● Assignment: In your reply, repeat the full listing exactly and leave each picture out.

● Records for processing:

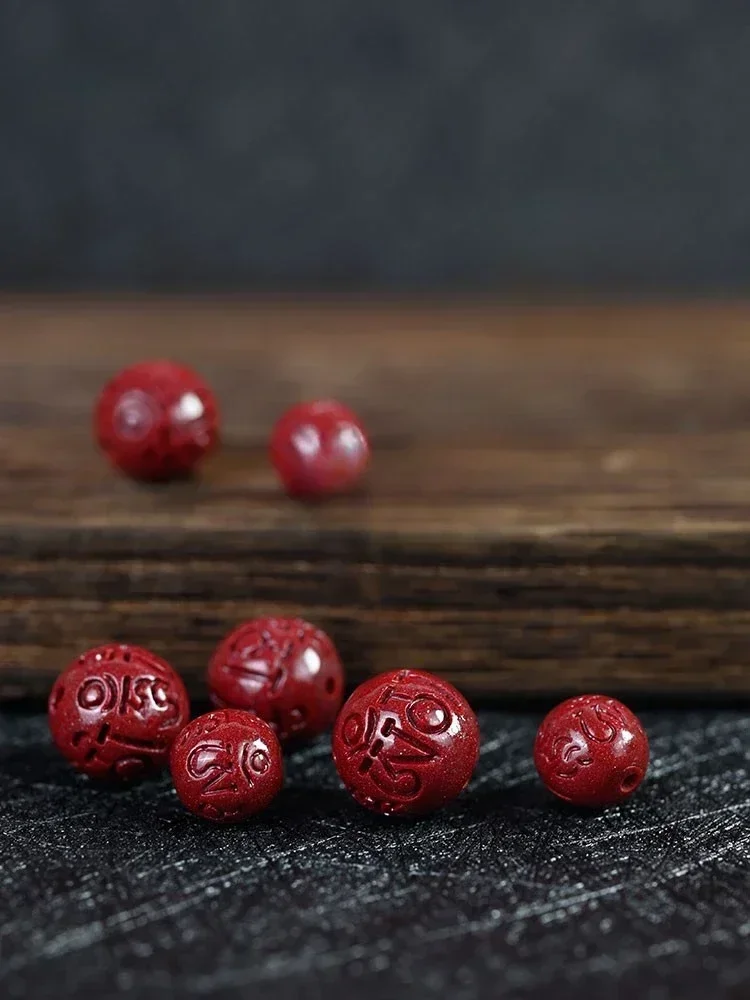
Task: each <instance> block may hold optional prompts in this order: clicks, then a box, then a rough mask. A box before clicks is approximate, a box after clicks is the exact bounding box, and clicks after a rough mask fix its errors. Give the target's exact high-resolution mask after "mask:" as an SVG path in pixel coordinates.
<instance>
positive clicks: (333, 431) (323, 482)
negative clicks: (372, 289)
mask: <svg viewBox="0 0 750 1000" xmlns="http://www.w3.org/2000/svg"><path fill="white" fill-rule="evenodd" d="M270 454H271V461H272V463H273V465H274V467H275V469H276V471H277V473H278V475H279V477H280V479H281V481H282V483H283V484H284V488H285V489H286V491H287V493H289V494H291V495H292V496H299V497H308V498H313V497H322V496H327V495H331V494H335V493H343V492H346V491H348V490H350V489H351V488H352V487H353V486H354V485H355V484H356V483H357V482H358V481H359V480H360V479H361V477H362V475H363V474H364V471H365V469H366V468H367V465H368V463H369V460H370V445H369V443H368V440H367V435H366V434H365V430H364V427H363V426H362V424H361V423H360V421H359V419H358V417H357V416H356V415H355V414H354V413H352V411H351V410H350V409H348V408H347V407H346V406H343V405H342V404H341V403H337V402H336V401H335V400H330V399H329V400H317V401H315V402H312V403H299V404H298V405H297V406H293V407H291V409H289V410H287V411H286V413H284V414H283V416H282V417H281V418H280V420H279V421H278V422H277V424H276V426H275V427H274V429H273V432H272V434H271V443H270Z"/></svg>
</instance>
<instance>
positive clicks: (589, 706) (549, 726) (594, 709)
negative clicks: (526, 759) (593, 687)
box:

● Worked solution:
Task: each <instance> block may hold optional prompts in this order: clicks, then a box, then a rough mask. A box before clicks is approximate, a box after clicks is the exact bounding box, and clicks after a rough mask fix its errors. Give the target's exact high-resolution mask after "mask:" as an SVG path in pixel coordinates.
<instance>
positive clicks: (333, 431) (323, 482)
negative clicks: (372, 289)
mask: <svg viewBox="0 0 750 1000" xmlns="http://www.w3.org/2000/svg"><path fill="white" fill-rule="evenodd" d="M270 454H271V461H272V463H273V465H274V467H275V469H276V471H277V473H278V475H279V477H280V479H281V481H282V483H283V484H284V488H285V489H286V491H287V493H289V494H291V495H292V496H299V497H308V498H313V497H322V496H327V495H331V494H335V493H343V492H346V491H348V490H350V489H351V488H352V487H353V486H354V485H355V484H356V483H357V482H358V481H359V480H360V479H361V477H362V475H363V474H364V471H365V469H366V468H367V465H368V463H369V460H370V445H369V443H368V440H367V435H366V434H365V430H364V427H363V426H362V424H361V423H360V421H359V419H358V417H357V416H356V415H355V414H354V413H352V411H351V410H350V409H348V408H347V407H346V406H343V405H342V404H341V403H337V402H336V401H335V400H330V399H329V400H317V401H315V402H312V403H299V404H298V405H297V406H293V407H291V409H289V410H287V411H286V413H284V414H283V416H282V417H281V418H280V420H279V421H278V422H277V424H276V426H275V427H274V429H273V432H272V434H271V443H270Z"/></svg>
</instance>
<instance>
positive clicks: (589, 706) (549, 726) (594, 709)
negative clicks: (526, 759) (593, 687)
box:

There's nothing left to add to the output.